▶ What needs to be done
Below is a listing; give only the number of its lines that contain the word "dark".

▶ Data for processing
◇ ◇ ◇ ◇

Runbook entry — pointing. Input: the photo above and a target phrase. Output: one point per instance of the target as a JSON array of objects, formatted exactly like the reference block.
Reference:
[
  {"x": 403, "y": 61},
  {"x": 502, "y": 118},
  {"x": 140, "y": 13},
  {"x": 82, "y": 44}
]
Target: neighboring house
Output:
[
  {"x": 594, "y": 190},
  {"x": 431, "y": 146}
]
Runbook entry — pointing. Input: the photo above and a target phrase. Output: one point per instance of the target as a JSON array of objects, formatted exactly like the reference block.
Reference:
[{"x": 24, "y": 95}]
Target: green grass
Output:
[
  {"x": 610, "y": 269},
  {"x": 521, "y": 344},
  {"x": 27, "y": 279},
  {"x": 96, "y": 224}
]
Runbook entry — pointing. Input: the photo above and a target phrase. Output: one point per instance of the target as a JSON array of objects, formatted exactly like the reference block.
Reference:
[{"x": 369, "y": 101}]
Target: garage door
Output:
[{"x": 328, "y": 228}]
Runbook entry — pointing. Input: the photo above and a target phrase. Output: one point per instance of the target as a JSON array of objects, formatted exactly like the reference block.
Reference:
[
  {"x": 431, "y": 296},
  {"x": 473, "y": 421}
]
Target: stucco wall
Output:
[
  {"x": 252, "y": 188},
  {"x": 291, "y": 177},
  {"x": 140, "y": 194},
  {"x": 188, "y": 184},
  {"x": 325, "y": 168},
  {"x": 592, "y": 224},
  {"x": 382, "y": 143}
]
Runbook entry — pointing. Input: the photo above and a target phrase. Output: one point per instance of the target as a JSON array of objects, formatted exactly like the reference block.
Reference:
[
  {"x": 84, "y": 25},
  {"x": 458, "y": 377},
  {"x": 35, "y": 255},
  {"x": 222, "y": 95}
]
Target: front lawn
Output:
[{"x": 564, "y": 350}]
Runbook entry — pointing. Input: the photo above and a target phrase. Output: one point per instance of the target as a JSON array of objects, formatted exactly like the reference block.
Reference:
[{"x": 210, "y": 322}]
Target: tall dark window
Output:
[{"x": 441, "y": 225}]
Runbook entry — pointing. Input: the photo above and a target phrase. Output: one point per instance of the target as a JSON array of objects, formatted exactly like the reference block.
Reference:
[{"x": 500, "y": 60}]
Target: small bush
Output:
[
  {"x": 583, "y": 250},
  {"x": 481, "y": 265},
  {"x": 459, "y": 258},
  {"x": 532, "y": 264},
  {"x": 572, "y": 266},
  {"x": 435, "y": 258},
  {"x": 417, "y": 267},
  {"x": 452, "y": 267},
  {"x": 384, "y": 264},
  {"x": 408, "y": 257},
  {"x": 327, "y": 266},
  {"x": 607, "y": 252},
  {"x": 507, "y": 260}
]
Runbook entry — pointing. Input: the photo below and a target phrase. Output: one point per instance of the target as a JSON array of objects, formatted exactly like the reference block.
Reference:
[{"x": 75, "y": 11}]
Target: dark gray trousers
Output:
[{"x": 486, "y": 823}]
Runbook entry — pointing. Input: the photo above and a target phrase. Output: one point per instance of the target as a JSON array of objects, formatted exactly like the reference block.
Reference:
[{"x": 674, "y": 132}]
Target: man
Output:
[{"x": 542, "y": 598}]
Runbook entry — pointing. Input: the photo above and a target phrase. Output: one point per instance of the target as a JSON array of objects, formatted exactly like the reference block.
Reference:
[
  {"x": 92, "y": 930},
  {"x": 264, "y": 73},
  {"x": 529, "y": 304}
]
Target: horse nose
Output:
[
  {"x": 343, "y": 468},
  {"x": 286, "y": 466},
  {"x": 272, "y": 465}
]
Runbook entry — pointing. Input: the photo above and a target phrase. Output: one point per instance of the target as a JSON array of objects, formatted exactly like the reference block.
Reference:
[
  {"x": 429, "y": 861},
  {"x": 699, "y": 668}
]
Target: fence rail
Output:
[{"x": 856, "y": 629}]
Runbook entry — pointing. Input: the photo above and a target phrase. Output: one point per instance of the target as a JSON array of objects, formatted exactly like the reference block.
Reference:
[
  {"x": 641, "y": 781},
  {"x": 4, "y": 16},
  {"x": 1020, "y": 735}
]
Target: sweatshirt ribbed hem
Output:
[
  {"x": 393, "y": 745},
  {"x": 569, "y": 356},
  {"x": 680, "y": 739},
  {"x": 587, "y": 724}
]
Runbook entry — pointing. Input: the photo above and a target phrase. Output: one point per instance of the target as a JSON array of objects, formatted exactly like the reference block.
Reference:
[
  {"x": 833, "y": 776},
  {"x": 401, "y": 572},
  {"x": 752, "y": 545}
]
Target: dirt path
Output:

◇ ◇ ◇ ◇

▶ Result of this task
2